-- INSTRUCTION --
Exactly and only the lines from the one with "Indicate one point per instance of the wrought" through the end of the listing are to be transcribed, both ends included.

-- LISTED RECORDS --

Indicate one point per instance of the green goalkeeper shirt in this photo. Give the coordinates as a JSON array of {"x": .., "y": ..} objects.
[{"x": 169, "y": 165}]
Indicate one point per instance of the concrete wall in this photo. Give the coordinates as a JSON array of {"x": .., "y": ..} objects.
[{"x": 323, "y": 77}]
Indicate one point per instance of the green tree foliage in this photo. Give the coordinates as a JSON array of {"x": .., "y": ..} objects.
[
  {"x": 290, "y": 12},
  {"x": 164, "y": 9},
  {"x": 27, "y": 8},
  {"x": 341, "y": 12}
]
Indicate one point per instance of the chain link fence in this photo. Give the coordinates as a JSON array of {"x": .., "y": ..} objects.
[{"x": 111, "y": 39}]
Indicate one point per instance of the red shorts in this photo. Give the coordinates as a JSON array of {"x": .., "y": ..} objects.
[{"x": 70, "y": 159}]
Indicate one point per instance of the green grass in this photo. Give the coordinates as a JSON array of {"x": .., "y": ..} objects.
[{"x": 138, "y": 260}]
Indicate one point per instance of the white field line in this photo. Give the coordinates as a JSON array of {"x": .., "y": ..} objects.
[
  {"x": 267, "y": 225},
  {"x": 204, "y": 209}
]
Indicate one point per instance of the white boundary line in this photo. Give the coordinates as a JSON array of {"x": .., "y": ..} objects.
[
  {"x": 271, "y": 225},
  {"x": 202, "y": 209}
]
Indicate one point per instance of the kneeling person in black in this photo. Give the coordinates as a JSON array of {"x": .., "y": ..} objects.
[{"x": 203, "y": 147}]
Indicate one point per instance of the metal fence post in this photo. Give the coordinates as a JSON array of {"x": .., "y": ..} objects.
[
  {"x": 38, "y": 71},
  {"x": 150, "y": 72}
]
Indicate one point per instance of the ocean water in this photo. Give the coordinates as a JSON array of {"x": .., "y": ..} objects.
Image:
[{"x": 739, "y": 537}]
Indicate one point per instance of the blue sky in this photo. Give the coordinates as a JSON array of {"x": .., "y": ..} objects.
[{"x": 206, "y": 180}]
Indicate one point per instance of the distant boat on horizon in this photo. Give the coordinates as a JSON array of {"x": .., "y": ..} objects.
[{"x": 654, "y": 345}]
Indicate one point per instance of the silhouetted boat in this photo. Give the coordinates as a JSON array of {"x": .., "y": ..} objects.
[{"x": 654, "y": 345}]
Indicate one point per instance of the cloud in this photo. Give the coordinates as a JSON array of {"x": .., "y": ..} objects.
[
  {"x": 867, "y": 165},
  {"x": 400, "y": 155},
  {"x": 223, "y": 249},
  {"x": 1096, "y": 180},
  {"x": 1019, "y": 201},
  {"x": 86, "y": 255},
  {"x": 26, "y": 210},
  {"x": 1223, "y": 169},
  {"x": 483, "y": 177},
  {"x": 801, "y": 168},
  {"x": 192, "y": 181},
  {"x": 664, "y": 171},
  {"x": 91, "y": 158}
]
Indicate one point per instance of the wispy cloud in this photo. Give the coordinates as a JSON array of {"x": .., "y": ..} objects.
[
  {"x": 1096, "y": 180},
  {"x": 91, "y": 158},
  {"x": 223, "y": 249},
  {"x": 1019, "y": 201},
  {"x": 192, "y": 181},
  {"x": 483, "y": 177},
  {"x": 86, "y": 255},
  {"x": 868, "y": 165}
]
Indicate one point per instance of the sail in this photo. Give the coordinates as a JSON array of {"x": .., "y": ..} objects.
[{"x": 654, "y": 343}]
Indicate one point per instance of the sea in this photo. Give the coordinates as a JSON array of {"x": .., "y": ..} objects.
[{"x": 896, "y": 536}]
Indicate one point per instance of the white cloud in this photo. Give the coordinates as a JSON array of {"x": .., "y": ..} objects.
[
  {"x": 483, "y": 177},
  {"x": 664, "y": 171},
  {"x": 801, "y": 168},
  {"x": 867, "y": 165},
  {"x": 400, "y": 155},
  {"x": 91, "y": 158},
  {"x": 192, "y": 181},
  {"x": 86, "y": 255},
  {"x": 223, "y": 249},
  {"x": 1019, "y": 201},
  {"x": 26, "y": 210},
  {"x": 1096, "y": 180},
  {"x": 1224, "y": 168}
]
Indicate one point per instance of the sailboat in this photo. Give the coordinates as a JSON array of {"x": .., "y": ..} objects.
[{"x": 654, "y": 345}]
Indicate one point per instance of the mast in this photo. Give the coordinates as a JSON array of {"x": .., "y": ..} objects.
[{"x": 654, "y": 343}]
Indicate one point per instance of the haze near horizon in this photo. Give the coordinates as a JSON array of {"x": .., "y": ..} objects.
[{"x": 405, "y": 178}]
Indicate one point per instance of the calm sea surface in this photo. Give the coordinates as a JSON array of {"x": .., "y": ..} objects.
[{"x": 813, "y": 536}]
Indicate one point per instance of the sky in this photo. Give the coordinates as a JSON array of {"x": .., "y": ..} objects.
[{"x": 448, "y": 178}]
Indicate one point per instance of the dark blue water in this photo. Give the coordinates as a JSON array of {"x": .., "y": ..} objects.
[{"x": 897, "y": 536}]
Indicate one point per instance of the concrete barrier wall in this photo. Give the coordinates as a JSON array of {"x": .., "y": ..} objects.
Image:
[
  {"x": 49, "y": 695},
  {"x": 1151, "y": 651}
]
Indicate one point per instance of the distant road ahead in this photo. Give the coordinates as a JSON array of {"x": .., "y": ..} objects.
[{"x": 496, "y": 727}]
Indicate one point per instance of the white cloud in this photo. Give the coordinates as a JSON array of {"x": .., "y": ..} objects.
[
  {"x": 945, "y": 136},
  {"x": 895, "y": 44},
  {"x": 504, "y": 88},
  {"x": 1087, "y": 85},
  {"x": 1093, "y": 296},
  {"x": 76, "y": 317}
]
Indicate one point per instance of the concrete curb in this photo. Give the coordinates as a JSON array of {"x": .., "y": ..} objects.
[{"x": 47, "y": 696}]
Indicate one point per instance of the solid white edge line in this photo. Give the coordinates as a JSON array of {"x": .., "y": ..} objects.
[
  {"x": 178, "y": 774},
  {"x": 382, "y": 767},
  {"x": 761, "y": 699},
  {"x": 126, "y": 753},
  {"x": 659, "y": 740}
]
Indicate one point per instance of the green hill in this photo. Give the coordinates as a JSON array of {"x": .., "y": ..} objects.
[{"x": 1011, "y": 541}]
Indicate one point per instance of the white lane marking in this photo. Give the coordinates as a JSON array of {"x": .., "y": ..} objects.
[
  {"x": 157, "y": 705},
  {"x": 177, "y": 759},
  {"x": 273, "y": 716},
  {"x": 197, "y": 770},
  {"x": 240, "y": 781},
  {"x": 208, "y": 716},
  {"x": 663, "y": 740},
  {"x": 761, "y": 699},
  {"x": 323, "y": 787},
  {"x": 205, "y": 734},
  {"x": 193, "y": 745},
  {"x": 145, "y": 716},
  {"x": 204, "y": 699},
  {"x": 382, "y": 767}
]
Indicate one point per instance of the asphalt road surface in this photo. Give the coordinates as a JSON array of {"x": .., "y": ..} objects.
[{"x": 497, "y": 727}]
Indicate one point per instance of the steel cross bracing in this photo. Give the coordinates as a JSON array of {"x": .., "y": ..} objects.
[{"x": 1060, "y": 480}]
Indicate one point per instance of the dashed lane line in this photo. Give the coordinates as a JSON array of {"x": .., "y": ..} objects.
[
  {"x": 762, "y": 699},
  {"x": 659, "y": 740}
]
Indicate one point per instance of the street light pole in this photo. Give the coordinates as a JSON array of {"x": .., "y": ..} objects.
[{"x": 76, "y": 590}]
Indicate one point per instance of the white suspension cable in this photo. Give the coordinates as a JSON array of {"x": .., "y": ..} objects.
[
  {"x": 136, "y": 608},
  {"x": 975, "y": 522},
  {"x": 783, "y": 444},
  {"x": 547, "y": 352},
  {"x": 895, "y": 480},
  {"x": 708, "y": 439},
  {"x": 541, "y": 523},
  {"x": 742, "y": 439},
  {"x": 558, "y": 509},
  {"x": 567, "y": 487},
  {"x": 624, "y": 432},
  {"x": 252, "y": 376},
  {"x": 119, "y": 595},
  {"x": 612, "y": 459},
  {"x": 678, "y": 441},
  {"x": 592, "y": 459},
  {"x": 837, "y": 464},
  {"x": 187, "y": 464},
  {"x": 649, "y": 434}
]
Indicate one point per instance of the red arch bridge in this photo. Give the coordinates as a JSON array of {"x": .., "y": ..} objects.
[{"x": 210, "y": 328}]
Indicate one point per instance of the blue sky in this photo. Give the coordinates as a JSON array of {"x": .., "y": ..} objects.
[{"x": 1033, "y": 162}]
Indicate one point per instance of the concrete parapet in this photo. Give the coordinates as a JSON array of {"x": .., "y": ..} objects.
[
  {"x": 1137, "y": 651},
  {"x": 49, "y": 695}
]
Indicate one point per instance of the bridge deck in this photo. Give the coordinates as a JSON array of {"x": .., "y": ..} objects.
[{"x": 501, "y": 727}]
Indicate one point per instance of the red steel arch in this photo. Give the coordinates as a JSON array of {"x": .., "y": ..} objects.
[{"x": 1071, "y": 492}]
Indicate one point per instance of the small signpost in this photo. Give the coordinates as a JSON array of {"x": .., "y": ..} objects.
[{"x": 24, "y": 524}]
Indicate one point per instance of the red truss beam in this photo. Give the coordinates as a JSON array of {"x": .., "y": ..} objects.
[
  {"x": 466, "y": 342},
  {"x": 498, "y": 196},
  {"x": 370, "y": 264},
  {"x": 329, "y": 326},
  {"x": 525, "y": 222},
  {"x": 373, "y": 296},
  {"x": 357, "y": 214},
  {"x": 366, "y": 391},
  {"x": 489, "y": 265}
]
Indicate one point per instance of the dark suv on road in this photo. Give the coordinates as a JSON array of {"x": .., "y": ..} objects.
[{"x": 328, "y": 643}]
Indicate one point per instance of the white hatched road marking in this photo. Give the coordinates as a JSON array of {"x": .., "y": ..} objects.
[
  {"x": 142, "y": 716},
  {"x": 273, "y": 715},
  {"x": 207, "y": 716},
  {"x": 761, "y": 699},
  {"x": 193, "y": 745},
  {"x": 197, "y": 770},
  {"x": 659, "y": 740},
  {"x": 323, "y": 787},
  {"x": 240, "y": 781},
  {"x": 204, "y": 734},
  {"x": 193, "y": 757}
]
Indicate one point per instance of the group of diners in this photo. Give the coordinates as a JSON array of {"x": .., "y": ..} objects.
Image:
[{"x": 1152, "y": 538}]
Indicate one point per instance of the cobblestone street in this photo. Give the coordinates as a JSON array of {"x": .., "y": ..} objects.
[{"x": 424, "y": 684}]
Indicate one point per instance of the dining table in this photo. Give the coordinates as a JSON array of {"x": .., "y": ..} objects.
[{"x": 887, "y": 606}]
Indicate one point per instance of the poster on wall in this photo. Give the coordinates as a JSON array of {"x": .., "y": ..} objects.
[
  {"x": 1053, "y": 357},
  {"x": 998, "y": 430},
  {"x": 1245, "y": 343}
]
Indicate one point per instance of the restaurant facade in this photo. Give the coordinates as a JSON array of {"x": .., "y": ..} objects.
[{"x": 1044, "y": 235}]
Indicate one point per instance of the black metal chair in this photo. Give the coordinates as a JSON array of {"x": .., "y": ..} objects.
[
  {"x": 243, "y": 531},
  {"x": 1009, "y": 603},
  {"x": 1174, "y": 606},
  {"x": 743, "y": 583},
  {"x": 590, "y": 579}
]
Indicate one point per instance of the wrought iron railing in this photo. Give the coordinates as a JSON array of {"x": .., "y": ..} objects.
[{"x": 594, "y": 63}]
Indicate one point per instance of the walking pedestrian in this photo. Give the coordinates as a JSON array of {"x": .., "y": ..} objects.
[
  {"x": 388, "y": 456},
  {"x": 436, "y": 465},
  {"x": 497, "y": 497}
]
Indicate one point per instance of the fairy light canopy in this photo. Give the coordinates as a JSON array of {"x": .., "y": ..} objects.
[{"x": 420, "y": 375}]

-- EXERCISE RESULT --
Indicate one point per instance of the wrought iron railing in this photo. Give the coordinates as a JSON array of {"x": .., "y": ..} objects.
[{"x": 594, "y": 63}]
Indicate one point per instance of the walking pedestrian in this photo. Give the coordinates as a JSON array of {"x": .., "y": ..} objects.
[
  {"x": 388, "y": 456},
  {"x": 436, "y": 465},
  {"x": 497, "y": 497}
]
Indicate one point per instance of the fairy light canopy in this photo. Give the coordinates as a JSON array of {"x": .., "y": ..} objects.
[{"x": 420, "y": 375}]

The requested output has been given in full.